### Assignment
Copy the data below. Keep every line exactly as it is.

"""

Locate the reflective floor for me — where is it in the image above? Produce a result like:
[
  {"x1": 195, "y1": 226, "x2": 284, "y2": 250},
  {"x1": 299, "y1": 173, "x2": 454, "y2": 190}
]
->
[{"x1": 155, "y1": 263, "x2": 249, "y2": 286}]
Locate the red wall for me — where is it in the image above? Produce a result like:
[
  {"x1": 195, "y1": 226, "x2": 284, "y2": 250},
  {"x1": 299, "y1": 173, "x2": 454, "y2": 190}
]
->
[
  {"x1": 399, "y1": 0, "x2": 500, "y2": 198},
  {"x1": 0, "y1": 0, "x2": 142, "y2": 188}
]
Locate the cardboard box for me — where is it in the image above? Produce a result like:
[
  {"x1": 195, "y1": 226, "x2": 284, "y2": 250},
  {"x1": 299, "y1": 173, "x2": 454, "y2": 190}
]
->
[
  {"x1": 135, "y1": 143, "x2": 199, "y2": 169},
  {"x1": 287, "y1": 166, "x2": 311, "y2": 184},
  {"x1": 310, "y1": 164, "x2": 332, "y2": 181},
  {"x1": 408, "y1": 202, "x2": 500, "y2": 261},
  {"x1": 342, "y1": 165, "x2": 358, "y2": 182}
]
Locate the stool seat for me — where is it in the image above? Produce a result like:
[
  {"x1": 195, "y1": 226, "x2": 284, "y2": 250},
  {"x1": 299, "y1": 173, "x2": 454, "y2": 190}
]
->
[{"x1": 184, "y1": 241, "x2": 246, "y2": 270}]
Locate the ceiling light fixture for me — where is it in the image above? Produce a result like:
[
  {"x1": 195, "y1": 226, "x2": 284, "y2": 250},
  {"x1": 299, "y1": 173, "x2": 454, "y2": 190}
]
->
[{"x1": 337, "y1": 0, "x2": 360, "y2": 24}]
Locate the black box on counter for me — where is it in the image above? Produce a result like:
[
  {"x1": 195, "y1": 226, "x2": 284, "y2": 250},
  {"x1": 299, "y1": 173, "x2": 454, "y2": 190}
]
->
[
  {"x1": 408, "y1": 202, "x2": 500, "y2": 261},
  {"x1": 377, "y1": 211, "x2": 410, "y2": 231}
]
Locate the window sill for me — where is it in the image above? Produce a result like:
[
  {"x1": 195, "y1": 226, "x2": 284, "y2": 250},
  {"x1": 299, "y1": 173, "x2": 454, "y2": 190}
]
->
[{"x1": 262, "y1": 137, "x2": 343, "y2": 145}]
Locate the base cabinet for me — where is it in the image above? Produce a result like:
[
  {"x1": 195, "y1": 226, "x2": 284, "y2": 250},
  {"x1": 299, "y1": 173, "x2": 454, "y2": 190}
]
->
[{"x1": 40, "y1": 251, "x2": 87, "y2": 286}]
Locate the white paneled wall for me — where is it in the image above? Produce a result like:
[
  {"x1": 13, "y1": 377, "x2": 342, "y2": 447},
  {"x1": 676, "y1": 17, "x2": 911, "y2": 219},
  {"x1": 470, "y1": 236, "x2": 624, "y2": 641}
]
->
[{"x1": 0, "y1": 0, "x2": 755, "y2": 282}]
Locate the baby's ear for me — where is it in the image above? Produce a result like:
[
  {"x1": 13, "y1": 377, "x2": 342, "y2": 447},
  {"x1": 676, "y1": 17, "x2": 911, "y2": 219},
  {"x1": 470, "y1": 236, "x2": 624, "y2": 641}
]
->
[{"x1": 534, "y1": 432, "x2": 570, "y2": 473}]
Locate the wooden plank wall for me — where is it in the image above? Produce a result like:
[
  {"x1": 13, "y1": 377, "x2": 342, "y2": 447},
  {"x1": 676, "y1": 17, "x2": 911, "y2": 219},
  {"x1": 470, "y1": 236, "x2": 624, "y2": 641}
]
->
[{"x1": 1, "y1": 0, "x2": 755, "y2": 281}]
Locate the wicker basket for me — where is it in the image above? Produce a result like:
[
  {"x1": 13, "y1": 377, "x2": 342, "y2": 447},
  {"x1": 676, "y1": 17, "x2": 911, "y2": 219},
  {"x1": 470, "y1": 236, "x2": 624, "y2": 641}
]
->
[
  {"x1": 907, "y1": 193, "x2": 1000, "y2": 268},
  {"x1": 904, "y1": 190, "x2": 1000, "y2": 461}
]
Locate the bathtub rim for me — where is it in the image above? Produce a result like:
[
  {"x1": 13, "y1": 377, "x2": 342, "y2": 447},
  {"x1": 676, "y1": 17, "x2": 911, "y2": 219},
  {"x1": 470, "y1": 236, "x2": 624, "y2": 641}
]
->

"""

### Task solution
Locate the reflective floor for me — where is it in the image above? Produce a result like:
[
  {"x1": 195, "y1": 226, "x2": 284, "y2": 250},
  {"x1": 299, "y1": 173, "x2": 454, "y2": 190}
]
->
[{"x1": 155, "y1": 263, "x2": 249, "y2": 286}]
Locate the red wall for me — where is it in the image above? Produce a result like:
[
  {"x1": 195, "y1": 226, "x2": 284, "y2": 250},
  {"x1": 299, "y1": 173, "x2": 454, "y2": 190}
]
->
[
  {"x1": 399, "y1": 0, "x2": 500, "y2": 198},
  {"x1": 0, "y1": 0, "x2": 142, "y2": 188}
]
Locate the cardboard box for me — where is it in the image above? Produce a result like:
[
  {"x1": 195, "y1": 226, "x2": 284, "y2": 250},
  {"x1": 299, "y1": 173, "x2": 454, "y2": 190}
]
->
[
  {"x1": 135, "y1": 143, "x2": 199, "y2": 169},
  {"x1": 287, "y1": 166, "x2": 311, "y2": 184},
  {"x1": 310, "y1": 164, "x2": 332, "y2": 181},
  {"x1": 408, "y1": 202, "x2": 500, "y2": 261},
  {"x1": 342, "y1": 165, "x2": 358, "y2": 182}
]
Locate the stool seat for me — where is it in the image above? Produce a result like:
[
  {"x1": 195, "y1": 226, "x2": 284, "y2": 250},
  {"x1": 299, "y1": 173, "x2": 454, "y2": 190}
]
->
[{"x1": 184, "y1": 241, "x2": 246, "y2": 270}]
Locate the ceiling light fixture for me — where is it in the image above? Produce a result like:
[
  {"x1": 195, "y1": 226, "x2": 284, "y2": 250},
  {"x1": 299, "y1": 173, "x2": 454, "y2": 190}
]
->
[{"x1": 337, "y1": 0, "x2": 360, "y2": 24}]
Locate the black box on counter for me — where is it in the image above? Produce a result like:
[
  {"x1": 195, "y1": 226, "x2": 284, "y2": 250},
  {"x1": 299, "y1": 173, "x2": 454, "y2": 190}
]
->
[
  {"x1": 408, "y1": 202, "x2": 500, "y2": 261},
  {"x1": 377, "y1": 211, "x2": 410, "y2": 231}
]
Locate the window sill for me — where is it in the image above? Produce a result like:
[
  {"x1": 195, "y1": 226, "x2": 284, "y2": 250},
  {"x1": 299, "y1": 173, "x2": 454, "y2": 190}
]
->
[{"x1": 262, "y1": 137, "x2": 343, "y2": 145}]
Locate the base cabinet for me — where is it in the image above? Produce a result like:
[
  {"x1": 195, "y1": 226, "x2": 284, "y2": 250},
  {"x1": 299, "y1": 173, "x2": 454, "y2": 190}
]
->
[{"x1": 40, "y1": 251, "x2": 87, "y2": 286}]
Locate the white paneled wall for me — where is it in the image above? Produce a result like:
[
  {"x1": 13, "y1": 377, "x2": 342, "y2": 447},
  {"x1": 676, "y1": 17, "x2": 911, "y2": 219},
  {"x1": 470, "y1": 236, "x2": 624, "y2": 641}
]
->
[{"x1": 0, "y1": 0, "x2": 755, "y2": 282}]
Locate the baby's ear for me — where is it in the image above? Produce a result like:
[
  {"x1": 13, "y1": 377, "x2": 342, "y2": 447},
  {"x1": 676, "y1": 17, "x2": 911, "y2": 219},
  {"x1": 470, "y1": 236, "x2": 624, "y2": 641}
]
->
[{"x1": 534, "y1": 432, "x2": 570, "y2": 473}]
Locate the wooden plank wall for me — where is it in the image above? Produce a result like:
[
  {"x1": 13, "y1": 377, "x2": 342, "y2": 447},
  {"x1": 676, "y1": 17, "x2": 911, "y2": 219},
  {"x1": 470, "y1": 236, "x2": 624, "y2": 641}
]
->
[{"x1": 1, "y1": 0, "x2": 755, "y2": 281}]
Locate the wicker basket for me — where is it in the image above? Produce a result like:
[
  {"x1": 13, "y1": 377, "x2": 342, "y2": 447},
  {"x1": 676, "y1": 17, "x2": 911, "y2": 219},
  {"x1": 470, "y1": 236, "x2": 624, "y2": 641}
]
->
[
  {"x1": 907, "y1": 193, "x2": 1000, "y2": 268},
  {"x1": 904, "y1": 190, "x2": 1000, "y2": 461}
]
Locate the bathtub rim for me — where is it in the image above? Produce a result like:
[
  {"x1": 13, "y1": 377, "x2": 342, "y2": 447},
  {"x1": 676, "y1": 17, "x2": 911, "y2": 219},
  {"x1": 470, "y1": 236, "x2": 624, "y2": 641}
]
->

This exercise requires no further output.